What the task asks =>
The entries below are to be returned as written, with all pictures dropped.

Recorded data =>
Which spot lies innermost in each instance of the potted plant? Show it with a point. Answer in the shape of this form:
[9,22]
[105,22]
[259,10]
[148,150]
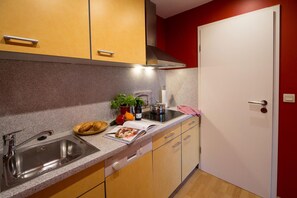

Your solution =>
Which spot lies innermost in each instance of the potted plant? Show it with a point. Answer in the shape of this form:
[9,22]
[105,22]
[259,10]
[148,150]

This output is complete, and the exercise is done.